→ **EXCERPTED TEXT**
--- begin ---
The collections consist of wisdom stories describing the spiritual practices and experiences of early Christian hermits living in the desert of Egypt. They are typically in the form of a conversation between a younger monk and his spiritual father, or as advice given to visitors. Beginning as an oral tradition in the Coptic language, they were only later written down as Greek text. The stories were extremely popular among early Christian monks, and appeared in various forms and collections.[5]

The original sayings were passed down from monk to monk, though in their current version most simply describe the stories in the form of "Abba X said...." The early Desert Fathers and Desert Mothers also received many visitors seeking counseling, typically by asking "Give me a word, abba" or "Speak a word, amma, how can I be saved?" Some of the sayings are responses to those seeking guidance.[6]

Many notable Desert Fathers are mentioned in the collections, including Anthony the Great, Abba Arsenius, Abba Poemen, Abba Macarius of Egypt, and Abba Moses the Black.[7] The sayings also include those of three different ammas, or Desert Mothers, most notably Syncletica of Alexandria.[6] Sayings of the Desert Fathers influenced many notable theologians, including Saint Jerome and Saint Augustine.[8]

History of the text[edit]

The Desert Fathers spoke Coptic, a language related to ancient Egyptian. The sayings were originally passed on orally in that language. The earliest written record of the sayings appears to be from the end of the 4th century AD. Two versions from the 5th century, the Collectio Monastica, written in Ethiopic, and the Asceticon of Abba Isaiah, written in Greek, show how the oral tradition became the written collections.[5]

Pelagius and John the Deacon made the first translations of the Sayings into Latin. Martin of Braga also translated some of the sayings into Latin, followed by a more extensive translation by Paschasius of Dumium in approximately 555 AD.[9] That work may contain only one-fifth of the original Greek text.[10] In the period 867-872 Saint Methodius of Thessaloniki translated the text into Old Church Slavonic, of which the original was lost in the 14th century, but several dozen copies of the Патерікъ survived.[11] In the 17th century, the Dutch Jesuit Heribert Rosweyde compiled and translated all the available sources on the Desert Fathers and published them in Latin as the Vitae patrum.
--- end ---
→ **WHAT IS NEEDED**
Continue the passage on the Sayings of the Desert Fathers from the point where it ends.

→ **DATASET**
--- begin ---
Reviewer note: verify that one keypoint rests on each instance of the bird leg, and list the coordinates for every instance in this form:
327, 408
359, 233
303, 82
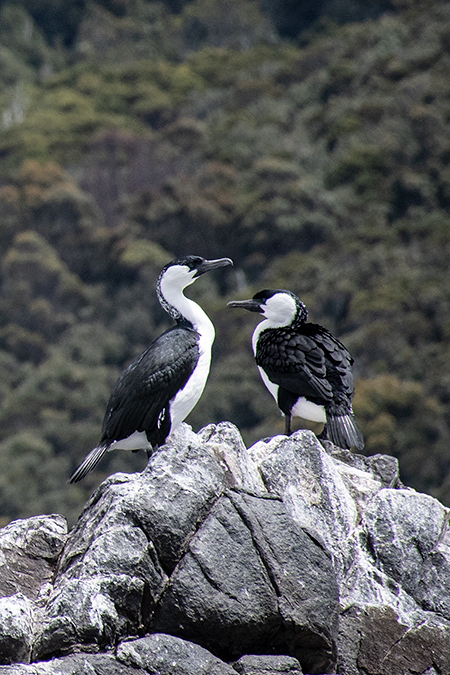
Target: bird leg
287, 425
--- end ---
→ **RESULT OF THE TASK**
Helen Waddell translated a selection of elements from the Vitae Patrum into English in the early 20th century.[12] The first complete translation of the "apothegmata" into English is that of Benedicta Ward (1975).[13]


  • Abba Theophilus, the archbishop, came to Scetis one day. The brethren who were assembled said to Abba Pambo, 'Say something to the Archbishop, so that he may be edified.' The old man said to them, 'If he is not edified by my silence, he will not be edified by my speech.'[14]
  • Abbot Pastor said: If a man has done wrong and does not deny it, but says: I did wrong, do not rebuke him, because you will break the resolution of his soul. And if you tell him: Do not be sad, brother, but watch it in the future, you stir him up to change his life.[15]
  • A hermit saw someone laughing, and said to him, "We have to render an account of our whole life before heaven and earth, and you can laugh?"[16]
  • Abba Longinus said to Abba Acacius: 'A woman knows she has conceived when she no longer loses any blood. So it is with the soul, she knows she has conceived the Holy Spirit when the passions stop coming out of her. But as long as one is held back in the passions, how can one dare to believe one is sinless? Give blood and receive the Spirit.'[17]

See also[edit]


  1. ^ From the Greek: apo, from; phtheggomai, to cry out; pater, father.
  2. ^ Orthodox Encyclopedia, in Russian, Vol. 3, pp. 140-142.
  3. ^ Gould, Graham (2001). Papers presented at the Thirteenth International Conference on Patristic Studies held in Oxford 1999. Studia Patristica. Peeters Publishers. ISBN 978-90-429-0922-9.
  4. ^ W. Bousset. Apophthegmata. Tuebingen, 1923, p. 68.
  5. ^ a b Burton-Christie, Douglas (1993). The Word in the desert: scripture and the quest for holiness in early Christian monasticism. Oxford [Oxfordshire]: Oxford University Press. pp. 76–84. ISBN 0-19-508333-4.
  6. ^ a b Chryssavgis, John; Ware, Kallistos; Ward, Benedicta (2008). In the Heart of the Desert: Revised Edition: The Spirituality of the Desert Fathers and Mothers (Treasures of the World's Religions). Bloomington, Ind.: World Wisdom. p. 4. ISBN 1-933316-56-X.
  7. ^ "Chryssavgis, pp. 19-29.
  8. ^ Flood, Gavin D. (2004). The ascetic self: subjectivity, memory and tradition. Cambridge, UK: Cambridge University Press. ISBN 0-521-60401-X.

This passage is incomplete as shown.